-- INFORMATION GIVEN follows --

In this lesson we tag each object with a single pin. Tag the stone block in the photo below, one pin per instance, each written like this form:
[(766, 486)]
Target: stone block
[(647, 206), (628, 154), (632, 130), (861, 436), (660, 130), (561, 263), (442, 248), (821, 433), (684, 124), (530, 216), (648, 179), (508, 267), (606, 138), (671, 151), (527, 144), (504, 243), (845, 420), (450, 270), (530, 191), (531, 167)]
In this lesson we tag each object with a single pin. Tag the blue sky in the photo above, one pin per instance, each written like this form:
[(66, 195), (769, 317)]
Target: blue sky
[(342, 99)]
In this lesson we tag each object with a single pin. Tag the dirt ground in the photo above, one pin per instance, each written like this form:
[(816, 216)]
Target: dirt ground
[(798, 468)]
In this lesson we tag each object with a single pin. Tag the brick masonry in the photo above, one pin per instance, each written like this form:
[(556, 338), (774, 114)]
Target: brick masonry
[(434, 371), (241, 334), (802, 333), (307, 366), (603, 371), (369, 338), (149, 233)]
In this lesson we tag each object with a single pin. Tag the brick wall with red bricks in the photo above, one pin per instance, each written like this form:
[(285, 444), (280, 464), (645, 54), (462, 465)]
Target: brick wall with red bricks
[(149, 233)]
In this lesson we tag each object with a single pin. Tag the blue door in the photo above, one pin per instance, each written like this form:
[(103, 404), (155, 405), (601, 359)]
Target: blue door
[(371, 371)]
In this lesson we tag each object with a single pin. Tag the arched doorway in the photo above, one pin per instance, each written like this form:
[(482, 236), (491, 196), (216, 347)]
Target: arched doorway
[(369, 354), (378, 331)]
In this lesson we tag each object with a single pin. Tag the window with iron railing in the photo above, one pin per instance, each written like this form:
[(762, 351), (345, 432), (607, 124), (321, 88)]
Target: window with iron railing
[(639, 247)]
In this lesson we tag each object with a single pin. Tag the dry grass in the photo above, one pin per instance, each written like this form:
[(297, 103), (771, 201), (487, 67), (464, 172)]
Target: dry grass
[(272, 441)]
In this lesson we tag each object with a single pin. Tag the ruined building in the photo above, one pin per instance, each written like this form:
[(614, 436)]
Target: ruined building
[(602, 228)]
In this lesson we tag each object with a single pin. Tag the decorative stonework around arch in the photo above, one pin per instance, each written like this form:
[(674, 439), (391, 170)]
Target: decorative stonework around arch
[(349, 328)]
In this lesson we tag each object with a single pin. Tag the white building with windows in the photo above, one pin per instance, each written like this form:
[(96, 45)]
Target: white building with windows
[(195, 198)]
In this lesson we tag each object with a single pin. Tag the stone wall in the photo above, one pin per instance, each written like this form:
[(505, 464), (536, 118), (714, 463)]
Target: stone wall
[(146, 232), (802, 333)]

-- INFORMATION GIVEN concluded --

AIM OF THE TASK - What you give back should match the entries above exactly.

PROBLEM SOLUTION -
In this lesson we tag each object with a single pin. Tag the stone block in the photo below, one pin per instance, each written like this form:
[(766, 486)]
Target: stone block
[(647, 206), (628, 154), (632, 130), (861, 436), (660, 130), (561, 263), (442, 248), (821, 433), (684, 124), (530, 216), (648, 179), (508, 267), (606, 138), (671, 151), (527, 144), (504, 243), (845, 420), (450, 270), (530, 191), (531, 167)]
In this lesson we tag each object with a single pin. Tag the blue sky in the photo above, one pin per instance, each written like this form:
[(66, 195), (769, 317)]
Target: blue sky
[(342, 99)]
In this lesson we tag each object with a single pin. Tag the dirt ground in the photo above, one pin per instance, each written like this form:
[(816, 216)]
Target: dirt ground
[(798, 468)]
In this lesson we tag each object with a single pin. Tag the brick masonry in the photo above, one pin per instance, each written like this form:
[(556, 338), (774, 114)]
Target: brick masonry
[(434, 371), (241, 334), (802, 333), (307, 366), (603, 371), (369, 338), (149, 233)]
In this lesson we tag each object with a single pin. Tag the brick wall with red bricks in the photo above, one pin per instance, each written like this form:
[(285, 444), (280, 464), (645, 54), (462, 465)]
Target: brick wall with red bricks
[(149, 233)]
In this lesson we tag each object with a single pin. Tag the blue door in the photo above, one pin per instance, each written like this form:
[(103, 404), (155, 405), (601, 359)]
Target: blue door
[(371, 371)]
In this lesson we tag each object with a single pin. Tag the arched doorway in the photo above, one pin per instance, each written like this form:
[(482, 236), (491, 196), (216, 347)]
Target: arched doorway
[(369, 354), (378, 331)]
In this lesson we tag each object with a single pin. Tag the window with iron railing in the photo above, one pin per instance, each written like this form:
[(762, 351), (345, 432), (607, 124), (321, 88)]
Target: window with iron railing
[(639, 247)]
In this lesson we tag each object with a single pin. Tag the dry grass in the photo above, one pin per instance, each written like this form:
[(297, 103), (771, 201), (487, 67), (464, 172)]
Target: dry grass
[(272, 441)]
In this lesson we tag each object with a single pin. Tag the ruined building in the photo above, one pin per instance, each written like this form:
[(614, 436)]
Target: ruined building
[(602, 228)]
In this lesson we tag each object with a single pin. Tag the decorative stonework around arch in the photo above, one pin per instance, each written like this form:
[(674, 439), (391, 170)]
Target: decorative stonework around arch
[(349, 328)]
In this lesson we tag each object with a single pin. Tag the white building with windows in the photo above, one pin per instance, each written like this form:
[(96, 45)]
Target: white building with windows
[(195, 198)]
In this lesson we tag each object with a single pin. Tag the stone wall in the photo above, one pin per instance, each written like this form:
[(505, 464), (536, 118), (714, 463)]
Target: stone wall
[(146, 232), (802, 333)]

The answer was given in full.